Write out the records again, exactly, leaving none out.
* * * *
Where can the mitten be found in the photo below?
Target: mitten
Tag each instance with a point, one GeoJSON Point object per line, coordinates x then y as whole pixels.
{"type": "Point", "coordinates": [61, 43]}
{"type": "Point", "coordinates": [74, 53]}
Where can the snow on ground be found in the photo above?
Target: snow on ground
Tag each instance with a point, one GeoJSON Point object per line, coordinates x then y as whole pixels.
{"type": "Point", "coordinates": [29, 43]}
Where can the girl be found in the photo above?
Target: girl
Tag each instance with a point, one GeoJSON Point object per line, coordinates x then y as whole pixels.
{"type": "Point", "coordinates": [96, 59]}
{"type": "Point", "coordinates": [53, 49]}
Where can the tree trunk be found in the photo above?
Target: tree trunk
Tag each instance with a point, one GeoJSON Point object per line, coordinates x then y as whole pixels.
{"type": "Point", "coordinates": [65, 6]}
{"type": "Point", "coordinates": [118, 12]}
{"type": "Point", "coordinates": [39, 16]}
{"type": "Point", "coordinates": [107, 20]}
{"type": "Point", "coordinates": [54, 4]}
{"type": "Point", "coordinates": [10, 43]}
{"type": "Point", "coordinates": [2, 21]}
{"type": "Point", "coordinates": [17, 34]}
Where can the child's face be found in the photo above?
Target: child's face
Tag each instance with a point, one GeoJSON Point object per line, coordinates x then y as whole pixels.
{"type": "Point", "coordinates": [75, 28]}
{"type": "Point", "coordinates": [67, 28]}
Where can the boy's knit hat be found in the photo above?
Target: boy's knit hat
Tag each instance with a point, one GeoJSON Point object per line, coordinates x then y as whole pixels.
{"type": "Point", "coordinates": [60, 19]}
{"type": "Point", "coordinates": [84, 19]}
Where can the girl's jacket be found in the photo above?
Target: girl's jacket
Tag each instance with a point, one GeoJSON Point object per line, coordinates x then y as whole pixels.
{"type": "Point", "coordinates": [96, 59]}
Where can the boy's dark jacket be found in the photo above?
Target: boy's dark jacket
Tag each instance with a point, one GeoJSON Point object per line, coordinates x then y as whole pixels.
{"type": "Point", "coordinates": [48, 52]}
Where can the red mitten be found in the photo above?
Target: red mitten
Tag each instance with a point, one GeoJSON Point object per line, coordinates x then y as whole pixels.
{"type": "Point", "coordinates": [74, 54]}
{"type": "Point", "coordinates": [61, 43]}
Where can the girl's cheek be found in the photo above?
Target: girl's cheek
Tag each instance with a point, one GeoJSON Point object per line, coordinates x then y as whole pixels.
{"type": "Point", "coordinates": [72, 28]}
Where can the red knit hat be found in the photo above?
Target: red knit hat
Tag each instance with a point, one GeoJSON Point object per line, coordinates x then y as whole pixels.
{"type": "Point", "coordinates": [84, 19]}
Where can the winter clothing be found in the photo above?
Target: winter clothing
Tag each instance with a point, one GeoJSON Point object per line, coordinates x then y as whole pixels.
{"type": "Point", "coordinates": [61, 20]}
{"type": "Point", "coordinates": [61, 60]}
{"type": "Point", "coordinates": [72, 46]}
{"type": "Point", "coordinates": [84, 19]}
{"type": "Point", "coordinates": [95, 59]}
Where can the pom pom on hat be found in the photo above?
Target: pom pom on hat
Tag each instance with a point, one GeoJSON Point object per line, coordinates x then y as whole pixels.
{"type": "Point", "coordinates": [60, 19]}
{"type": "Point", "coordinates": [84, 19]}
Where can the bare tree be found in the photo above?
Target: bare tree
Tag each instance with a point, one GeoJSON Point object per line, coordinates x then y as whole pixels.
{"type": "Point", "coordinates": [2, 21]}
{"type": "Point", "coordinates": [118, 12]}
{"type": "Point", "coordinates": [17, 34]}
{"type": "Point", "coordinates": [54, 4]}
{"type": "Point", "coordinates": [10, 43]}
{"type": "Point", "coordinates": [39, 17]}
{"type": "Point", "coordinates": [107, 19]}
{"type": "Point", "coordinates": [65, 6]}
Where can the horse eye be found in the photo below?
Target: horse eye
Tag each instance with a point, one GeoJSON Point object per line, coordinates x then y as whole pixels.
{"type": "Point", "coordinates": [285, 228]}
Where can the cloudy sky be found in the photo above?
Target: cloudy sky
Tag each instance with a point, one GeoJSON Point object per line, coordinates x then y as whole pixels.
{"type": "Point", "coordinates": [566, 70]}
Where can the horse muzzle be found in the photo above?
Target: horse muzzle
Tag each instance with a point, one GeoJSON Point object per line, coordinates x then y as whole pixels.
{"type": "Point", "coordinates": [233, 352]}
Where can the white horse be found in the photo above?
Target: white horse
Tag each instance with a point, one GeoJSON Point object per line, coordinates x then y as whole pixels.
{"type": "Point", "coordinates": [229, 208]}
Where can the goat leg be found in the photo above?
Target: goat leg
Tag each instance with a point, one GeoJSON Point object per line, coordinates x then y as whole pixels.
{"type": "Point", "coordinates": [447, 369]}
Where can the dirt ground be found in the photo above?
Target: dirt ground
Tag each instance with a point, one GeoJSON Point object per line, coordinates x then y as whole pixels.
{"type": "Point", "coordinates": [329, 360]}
* * * *
Task answer:
Where can the mitten be found in the photo below?
Target: mitten
Tag each instance with a point, one GeoJSON Point object per line, coordinates x then y as whole pixels.
{"type": "Point", "coordinates": [61, 43]}
{"type": "Point", "coordinates": [74, 53]}
Where can the snow on ground be found in the photo above?
Target: snow on ground
Tag each instance with a point, one GeoJSON Point object per line, coordinates x then y as whole pixels.
{"type": "Point", "coordinates": [29, 43]}
Where can the girl be found in the photo above?
Target: girl
Tag each instance with a point, one GeoJSON Point object per line, coordinates x then y as whole pixels.
{"type": "Point", "coordinates": [96, 59]}
{"type": "Point", "coordinates": [53, 49]}
Where can the tree trunk be found in the photo above?
Target: tree trunk
Tag each instance with a point, one GeoJSON Point object per line, coordinates x then y as whole pixels.
{"type": "Point", "coordinates": [65, 6]}
{"type": "Point", "coordinates": [118, 12]}
{"type": "Point", "coordinates": [39, 16]}
{"type": "Point", "coordinates": [107, 20]}
{"type": "Point", "coordinates": [54, 4]}
{"type": "Point", "coordinates": [10, 43]}
{"type": "Point", "coordinates": [2, 21]}
{"type": "Point", "coordinates": [17, 34]}
Where can the child's face be found in the photo above?
Target: child's face
Tag each instance with a point, one GeoJSON Point object per line, coordinates x then y as whole pixels.
{"type": "Point", "coordinates": [75, 28]}
{"type": "Point", "coordinates": [67, 28]}
Where can the boy's knit hat be found in the photo above?
Target: boy's knit hat
Tag each instance with a point, one GeoJSON Point object per line, coordinates x then y as whole pixels.
{"type": "Point", "coordinates": [60, 19]}
{"type": "Point", "coordinates": [84, 19]}
Where can the girl's jacket be found in the photo above?
Target: girl's jacket
Tag each instance with a point, one GeoJSON Point object per line, coordinates x then y as whole pixels.
{"type": "Point", "coordinates": [96, 59]}
Where can the boy's dark jacket be found in the photo above?
Target: boy's dark jacket
Tag each instance with a point, one GeoJSON Point object per line, coordinates x then y as whole pixels.
{"type": "Point", "coordinates": [48, 52]}
Where can the red mitten be found in the photo above?
Target: red mitten
Tag each instance with a point, one GeoJSON Point object per line, coordinates x then y as whole pixels.
{"type": "Point", "coordinates": [74, 54]}
{"type": "Point", "coordinates": [61, 43]}
Where can the girl's cheek be found in the photo above?
Target: girl's cheek
Tag each instance with a point, one GeoJSON Point object per line, coordinates x then y as whole pixels.
{"type": "Point", "coordinates": [72, 28]}
Where can the red knit hat be found in the photo above?
Target: red knit hat
Tag each instance with a point, one GeoJSON Point object per line, coordinates x then y as whole pixels.
{"type": "Point", "coordinates": [84, 19]}
Where can the winter clothing be found in the photo above?
Target: winter clothing
Tag each instance with a point, one GeoJSON Point object per line, coordinates x then y as whole pixels.
{"type": "Point", "coordinates": [61, 20]}
{"type": "Point", "coordinates": [61, 60]}
{"type": "Point", "coordinates": [72, 46]}
{"type": "Point", "coordinates": [84, 19]}
{"type": "Point", "coordinates": [95, 59]}
Where can the pom pom on hat be found in the photo above?
Target: pom pom on hat
Tag each instance with a point, one GeoJSON Point object per line, coordinates x then y as whole pixels.
{"type": "Point", "coordinates": [60, 19]}
{"type": "Point", "coordinates": [84, 19]}
Where can the bare tree be found in the photo above?
Target: bare tree
Tag each instance with a point, one GeoJSON Point object per line, coordinates x then y as whole pixels.
{"type": "Point", "coordinates": [2, 21]}
{"type": "Point", "coordinates": [118, 12]}
{"type": "Point", "coordinates": [17, 34]}
{"type": "Point", "coordinates": [54, 4]}
{"type": "Point", "coordinates": [10, 43]}
{"type": "Point", "coordinates": [39, 17]}
{"type": "Point", "coordinates": [107, 19]}
{"type": "Point", "coordinates": [65, 6]}
Where can the horse eye be found in the photo below?
Target: horse eye
Tag each instance with a point, one GeoJSON Point object per line, coordinates x then y as whole pixels.
{"type": "Point", "coordinates": [285, 228]}
Where can the cloudy sky be found in the photo above?
Target: cloudy sky
Tag each instance with a point, one GeoJSON Point object per line, coordinates x then y as whole pixels.
{"type": "Point", "coordinates": [566, 70]}
Where can the horse muzzle be found in the photo above?
Target: horse muzzle
Tag each instance with a point, one GeoJSON Point object per line, coordinates x then y as whole pixels.
{"type": "Point", "coordinates": [233, 352]}
Where can the white horse be found in the photo above?
Target: white horse
Tag each instance with a point, one GeoJSON Point object per line, coordinates x then y as whole pixels.
{"type": "Point", "coordinates": [229, 208]}
Where can the goat leg be found in the photo above?
Target: goat leg
Tag each instance with a point, one GeoJSON Point object per line, coordinates x then y as whole pixels.
{"type": "Point", "coordinates": [447, 369]}
Where can the dirt ground be found in the photo above?
Target: dirt ground
Tag each instance with a point, one GeoJSON Point object per line, coordinates x then y as whole pixels.
{"type": "Point", "coordinates": [329, 360]}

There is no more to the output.